start TASK DATA

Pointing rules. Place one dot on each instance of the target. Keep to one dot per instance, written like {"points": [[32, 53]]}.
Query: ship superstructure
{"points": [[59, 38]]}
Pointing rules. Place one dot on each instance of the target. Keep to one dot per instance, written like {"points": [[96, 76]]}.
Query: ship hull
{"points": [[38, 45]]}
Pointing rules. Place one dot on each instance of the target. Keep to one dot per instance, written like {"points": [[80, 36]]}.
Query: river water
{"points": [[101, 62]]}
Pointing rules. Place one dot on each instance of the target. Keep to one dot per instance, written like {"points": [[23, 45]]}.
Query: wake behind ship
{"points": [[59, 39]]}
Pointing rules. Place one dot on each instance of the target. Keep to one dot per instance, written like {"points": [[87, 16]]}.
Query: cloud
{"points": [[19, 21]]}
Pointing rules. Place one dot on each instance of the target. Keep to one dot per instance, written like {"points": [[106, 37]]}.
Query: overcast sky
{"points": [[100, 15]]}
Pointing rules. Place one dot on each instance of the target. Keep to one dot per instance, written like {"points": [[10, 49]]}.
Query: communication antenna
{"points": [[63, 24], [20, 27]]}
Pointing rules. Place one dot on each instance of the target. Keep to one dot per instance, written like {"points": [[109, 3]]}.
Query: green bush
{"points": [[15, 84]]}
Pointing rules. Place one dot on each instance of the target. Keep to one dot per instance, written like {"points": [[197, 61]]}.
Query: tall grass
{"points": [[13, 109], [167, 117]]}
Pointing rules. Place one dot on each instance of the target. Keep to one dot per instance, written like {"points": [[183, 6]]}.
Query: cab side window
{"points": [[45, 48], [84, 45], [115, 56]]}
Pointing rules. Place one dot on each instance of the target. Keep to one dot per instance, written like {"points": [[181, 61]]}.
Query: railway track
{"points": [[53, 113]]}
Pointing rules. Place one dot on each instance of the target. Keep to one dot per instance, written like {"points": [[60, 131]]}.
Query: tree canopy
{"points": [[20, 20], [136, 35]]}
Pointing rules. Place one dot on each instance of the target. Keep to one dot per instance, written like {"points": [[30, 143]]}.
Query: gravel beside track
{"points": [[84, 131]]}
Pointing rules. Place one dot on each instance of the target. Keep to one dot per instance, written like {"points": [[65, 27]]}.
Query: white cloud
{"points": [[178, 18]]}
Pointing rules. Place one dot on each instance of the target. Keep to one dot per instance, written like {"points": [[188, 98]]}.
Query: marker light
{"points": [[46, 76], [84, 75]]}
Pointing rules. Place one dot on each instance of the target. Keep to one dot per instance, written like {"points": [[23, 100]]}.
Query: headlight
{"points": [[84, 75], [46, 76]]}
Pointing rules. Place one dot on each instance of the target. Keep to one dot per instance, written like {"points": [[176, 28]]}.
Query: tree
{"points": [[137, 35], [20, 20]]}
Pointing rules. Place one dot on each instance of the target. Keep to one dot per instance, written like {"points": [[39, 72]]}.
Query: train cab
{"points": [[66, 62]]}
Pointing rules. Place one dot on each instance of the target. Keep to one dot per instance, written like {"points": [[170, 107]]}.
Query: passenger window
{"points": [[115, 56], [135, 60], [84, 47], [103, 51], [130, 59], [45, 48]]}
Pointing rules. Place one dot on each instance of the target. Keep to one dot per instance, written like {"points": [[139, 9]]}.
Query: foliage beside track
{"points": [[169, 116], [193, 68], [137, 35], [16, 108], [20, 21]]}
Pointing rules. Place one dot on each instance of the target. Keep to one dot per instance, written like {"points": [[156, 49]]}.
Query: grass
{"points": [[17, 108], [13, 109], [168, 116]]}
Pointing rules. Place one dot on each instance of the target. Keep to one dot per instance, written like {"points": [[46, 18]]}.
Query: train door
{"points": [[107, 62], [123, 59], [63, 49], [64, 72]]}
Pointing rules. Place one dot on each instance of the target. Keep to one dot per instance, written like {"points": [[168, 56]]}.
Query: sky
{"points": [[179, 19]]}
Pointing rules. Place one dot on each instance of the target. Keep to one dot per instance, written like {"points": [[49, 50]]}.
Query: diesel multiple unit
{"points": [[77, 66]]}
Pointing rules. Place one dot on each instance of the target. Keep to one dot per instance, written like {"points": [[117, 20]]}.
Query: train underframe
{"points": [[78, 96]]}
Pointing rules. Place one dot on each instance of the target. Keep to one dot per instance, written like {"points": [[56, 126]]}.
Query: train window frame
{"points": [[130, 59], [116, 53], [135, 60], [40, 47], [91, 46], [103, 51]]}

end TASK DATA

## TASK OBJECTIVE:
Write the data from above out again, exactly.

## COMPLETE ANSWER:
Pointing rules. Place one dot on each instance of the target. Keep to one dot per instance, written like {"points": [[32, 53]]}.
Query: ship superstructure
{"points": [[59, 38]]}
Pointing rules. Place one dot on each instance of the target. Keep to one dot per instance, written like {"points": [[96, 76]]}.
Query: ship hull
{"points": [[38, 45]]}
Pointing rules. Place one dot on each instance of the target. Keep to one dot per instance, written like {"points": [[80, 36]]}.
Query: river water
{"points": [[101, 62]]}
Pointing rules. Place one dot on each instance of the target. Keep to one dot per instance, written like {"points": [[23, 45]]}.
Query: wake behind ship
{"points": [[59, 39]]}
Pointing rules. Place one dot on each instance of the target. Keep to one dot per instance, written like {"points": [[87, 16]]}.
Query: cloud
{"points": [[19, 21]]}
Pointing rules. Place one dot on each instance of the target. Keep to one dot per instance, written like {"points": [[106, 37]]}.
Query: overcast sky
{"points": [[100, 15]]}
Pointing rules. Place one dot on each instance of the target. Keep to one dot per instance, written like {"points": [[10, 49]]}.
Query: communication antenna
{"points": [[63, 24], [20, 27]]}
Pointing rules. Place one dot on each instance of the target. Keep to one dot per instance, written like {"points": [[109, 3]]}.
Query: green bush
{"points": [[15, 84]]}
Pointing rules. Place one dot on each instance of the target. Keep to one dot per instance, written like {"points": [[197, 61]]}.
Query: tall grass
{"points": [[13, 109], [167, 117]]}
Pointing rules. Place one dot on each instance of the target. Keep to one dot per instance, written like {"points": [[183, 6]]}.
Query: cab side window
{"points": [[45, 48], [84, 45], [115, 56]]}
Pointing rules. Place one dot on each instance of the target. Keep to one dot per instance, written like {"points": [[181, 61]]}.
Query: railway track
{"points": [[53, 113]]}
Pointing rules. Place one dot on each instance of the target. Keep to one dot per instance, written like {"points": [[60, 131]]}.
Query: tree canopy
{"points": [[20, 20], [136, 35]]}
Pointing rules. Place one dot on each instance of the target. Keep to one dot per instance, written like {"points": [[30, 143]]}.
Query: gravel beside track
{"points": [[84, 131]]}
Pointing rules. Place one dot on each instance of the target. Keep to one dot per instance, written like {"points": [[65, 27]]}.
Query: white cloud
{"points": [[178, 18]]}
Pointing rules. Place one dot on each instance of the target. Keep to one dot per instance, written like {"points": [[188, 98]]}.
Query: marker light
{"points": [[46, 76], [84, 75]]}
Pointing rules. Place one dot on each instance of the target. Keep to one dot per instance, written like {"points": [[23, 100]]}.
Query: headlight
{"points": [[84, 75], [46, 76]]}
Pointing rules. Place one dot on each instance of the target. Keep to one dot per instance, written like {"points": [[176, 28]]}.
Query: tree
{"points": [[137, 35], [20, 20]]}
Pointing rules. Place one dot on each instance of the target. Keep to one dot per instance, written like {"points": [[39, 72]]}.
Query: train cab
{"points": [[66, 62]]}
Pointing rules. Place one dot on each instance of the target. Keep to one dot per instance, written like {"points": [[170, 107]]}.
Query: passenger window
{"points": [[115, 56], [135, 60], [84, 47], [103, 51], [130, 59], [45, 48]]}
Pointing rules. Place one dot on each instance of the target. Keep to one dot per instance, written like {"points": [[139, 9]]}.
Query: foliage beside track
{"points": [[169, 116], [193, 68], [137, 35], [16, 108], [20, 21]]}
Pointing rules. Place one dot on each instance of the target. Keep to one dot per instance, written like {"points": [[156, 49]]}.
Query: grass
{"points": [[17, 108], [13, 109], [168, 116]]}
Pointing rules. Place one dot on each instance of the target. Keep to one dot per instance, written like {"points": [[46, 18]]}.
Query: train door
{"points": [[107, 62], [123, 59], [63, 49], [64, 72]]}
Pointing rules. Place one dot on each instance of the target. Keep to one dot per instance, written like {"points": [[168, 56]]}.
Query: sky
{"points": [[179, 19]]}
Pointing rules. Place one dot on each instance of the target. Keep to one dot per instance, written like {"points": [[49, 50]]}.
Query: diesel multiple unit
{"points": [[77, 66]]}
Pointing rules. Place one dot on each instance of the target. Keep to one dot per instance, written like {"points": [[117, 20]]}.
Query: train underframe
{"points": [[78, 96]]}
Pointing rules. Place one dot on each instance of the target. Keep to one dot per instance, written like {"points": [[56, 126]]}.
Query: train window frame
{"points": [[130, 59], [116, 53], [135, 60], [40, 47], [91, 46], [103, 51]]}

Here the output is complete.